■ **Problem**: Copy out the material below, substituting "point" for every occurrence of "marker" and keeping everything else unchanged.

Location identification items
━━━━
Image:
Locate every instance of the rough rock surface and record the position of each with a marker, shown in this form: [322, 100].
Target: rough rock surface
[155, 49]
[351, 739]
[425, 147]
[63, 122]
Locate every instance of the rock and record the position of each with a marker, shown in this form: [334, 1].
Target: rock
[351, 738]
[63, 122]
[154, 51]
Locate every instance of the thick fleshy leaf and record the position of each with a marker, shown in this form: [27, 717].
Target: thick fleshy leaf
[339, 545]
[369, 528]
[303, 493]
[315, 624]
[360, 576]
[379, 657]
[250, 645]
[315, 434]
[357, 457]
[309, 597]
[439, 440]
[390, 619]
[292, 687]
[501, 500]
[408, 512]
━━━━
■ **Result of this exercise**:
Image:
Locate every instance of the rough rock surface and record the position of each with a point, shown in this form: [322, 100].
Target: rough rock surface
[155, 49]
[351, 739]
[425, 147]
[63, 122]
Locate every instance of the rock and record the position of each with a point, shown in this form: [334, 1].
Target: rock
[351, 738]
[63, 122]
[154, 51]
Locate every instance of the thick fleshy leaf and record the position of each with a point, shown in this form: [27, 717].
Target: thick fleshy leaf
[339, 545]
[369, 528]
[303, 493]
[315, 624]
[360, 576]
[379, 657]
[250, 645]
[315, 434]
[357, 457]
[309, 597]
[439, 440]
[390, 619]
[292, 687]
[501, 500]
[408, 512]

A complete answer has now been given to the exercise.